Stored records
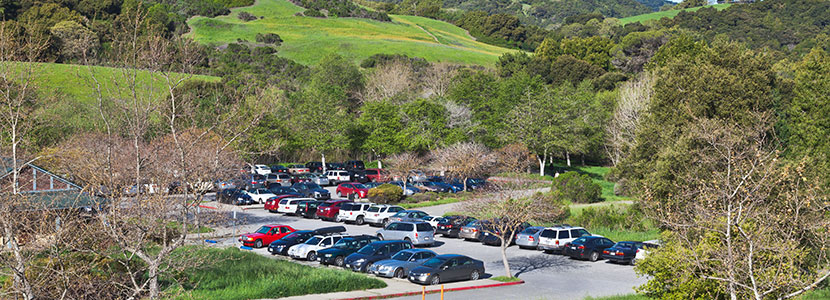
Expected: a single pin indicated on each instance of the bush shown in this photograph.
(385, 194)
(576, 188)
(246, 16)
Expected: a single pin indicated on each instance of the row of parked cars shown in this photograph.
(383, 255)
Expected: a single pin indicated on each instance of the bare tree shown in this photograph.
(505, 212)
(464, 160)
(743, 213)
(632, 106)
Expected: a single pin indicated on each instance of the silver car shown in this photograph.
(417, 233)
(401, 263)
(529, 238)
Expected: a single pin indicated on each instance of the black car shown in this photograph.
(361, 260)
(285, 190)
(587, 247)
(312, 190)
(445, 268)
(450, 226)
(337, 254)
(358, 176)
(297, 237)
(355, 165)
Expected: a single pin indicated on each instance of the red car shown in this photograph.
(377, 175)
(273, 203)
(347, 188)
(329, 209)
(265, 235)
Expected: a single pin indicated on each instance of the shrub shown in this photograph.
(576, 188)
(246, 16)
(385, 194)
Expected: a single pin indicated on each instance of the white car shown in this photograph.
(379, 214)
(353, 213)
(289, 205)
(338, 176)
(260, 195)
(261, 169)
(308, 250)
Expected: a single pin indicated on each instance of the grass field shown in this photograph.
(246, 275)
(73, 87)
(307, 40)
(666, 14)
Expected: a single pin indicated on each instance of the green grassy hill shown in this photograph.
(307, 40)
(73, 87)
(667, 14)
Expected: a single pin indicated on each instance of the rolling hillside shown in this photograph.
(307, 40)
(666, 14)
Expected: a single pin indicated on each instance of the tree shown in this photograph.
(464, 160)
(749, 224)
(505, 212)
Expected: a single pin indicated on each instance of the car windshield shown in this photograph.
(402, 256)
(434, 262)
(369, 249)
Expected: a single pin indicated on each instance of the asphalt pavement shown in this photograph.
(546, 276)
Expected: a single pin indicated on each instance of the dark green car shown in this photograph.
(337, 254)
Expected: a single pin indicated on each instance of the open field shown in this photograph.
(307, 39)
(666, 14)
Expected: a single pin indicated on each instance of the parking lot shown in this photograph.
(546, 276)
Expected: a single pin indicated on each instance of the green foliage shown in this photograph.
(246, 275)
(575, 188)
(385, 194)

...

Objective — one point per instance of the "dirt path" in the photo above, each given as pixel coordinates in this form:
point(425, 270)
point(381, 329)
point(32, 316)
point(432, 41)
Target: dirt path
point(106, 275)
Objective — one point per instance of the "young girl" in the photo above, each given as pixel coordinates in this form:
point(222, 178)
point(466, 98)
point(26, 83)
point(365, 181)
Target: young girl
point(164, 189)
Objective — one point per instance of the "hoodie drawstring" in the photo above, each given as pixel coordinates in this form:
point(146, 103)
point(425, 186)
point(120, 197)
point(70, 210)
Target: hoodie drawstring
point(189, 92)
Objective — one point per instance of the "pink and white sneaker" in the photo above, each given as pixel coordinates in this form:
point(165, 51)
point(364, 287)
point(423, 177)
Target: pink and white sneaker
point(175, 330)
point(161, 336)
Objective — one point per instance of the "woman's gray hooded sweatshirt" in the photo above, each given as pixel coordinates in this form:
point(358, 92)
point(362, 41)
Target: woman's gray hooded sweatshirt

YOUR INSTRUCTIONS → Here the output must be the lines above from the line with "point(222, 178)" to the line with "Target: woman's gray hooded sweatshirt", both included, duplicated word for word and nothing else.

RESPONSE BELOW →
point(222, 178)
point(466, 98)
point(26, 83)
point(365, 181)
Target: young girl
point(164, 189)
Objective — one point per instance of the "hoodie drawstring" in the photo above, each given as pixel coordinates in this form:
point(146, 103)
point(425, 186)
point(120, 197)
point(70, 210)
Target: hoodie drawstring
point(189, 92)
Objective — one point per instance of the "pink and white sneaker" in the photo above, each given as pixel coordinates in this form:
point(165, 51)
point(364, 287)
point(423, 177)
Target: pink and white sneaker
point(175, 330)
point(161, 336)
Objective — one point per instance of the "woman's gray hooded sweatshirt" in the photo above, each given as pixel coordinates in this form:
point(358, 92)
point(362, 41)
Target: woman's gray hooded sweatshirt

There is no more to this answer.